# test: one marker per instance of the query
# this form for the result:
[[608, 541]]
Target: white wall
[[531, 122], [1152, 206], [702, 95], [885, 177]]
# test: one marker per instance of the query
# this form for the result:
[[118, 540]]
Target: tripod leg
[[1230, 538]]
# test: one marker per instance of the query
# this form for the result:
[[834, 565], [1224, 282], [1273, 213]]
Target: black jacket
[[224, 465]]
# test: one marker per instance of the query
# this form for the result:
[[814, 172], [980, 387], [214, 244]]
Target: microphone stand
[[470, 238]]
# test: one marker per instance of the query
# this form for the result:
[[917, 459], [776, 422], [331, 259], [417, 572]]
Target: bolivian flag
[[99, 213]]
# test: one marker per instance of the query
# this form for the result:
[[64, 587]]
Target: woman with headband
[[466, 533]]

**DO THIS**
Arrange every line of the items above as a Markdown table with two columns, Row and Line, giving each line its row number and skipping any blank lines.

**FULL SOLUTION**
| Row | Line |
|---|---|
| 1 | # test: one marker per instance of the query |
| 2 | # this form for the result: |
| 3 | [[608, 541]] |
| 4 | Target: white wall |
| 5 | [[531, 122], [1152, 206], [702, 95], [885, 177]] |
| 6 | # test: one marker per instance of the query |
| 7 | # this form for the result: |
| 8 | [[118, 540]] |
| 9 | Target: tripod leg |
| 10 | [[1230, 538]] |
| 11 | # test: one marker per instance of the query |
| 12 | # this form for the result: |
| 13 | [[834, 565], [1224, 282], [1273, 213]] |
| 14 | Target: black jacket |
| 15 | [[224, 465]] |
| 16 | # test: one marker per instance of the query |
| 17 | # this form for the result: |
| 18 | [[814, 172], [980, 387], [214, 244]] |
| 19 | Target: microphone stand |
| 20 | [[470, 238]] |
| 21 | # test: one marker per instance of the query |
| 22 | # this form for the result: |
| 23 | [[917, 459], [776, 422], [331, 259], [417, 572]] |
| 24 | Target: bolivian flag |
| 25 | [[99, 213]] |
| 26 | # test: one marker per instance of the query |
| 27 | # this form for the result: |
| 28 | [[64, 587]] |
| 29 | Target: woman with headband |
| 30 | [[466, 533]] |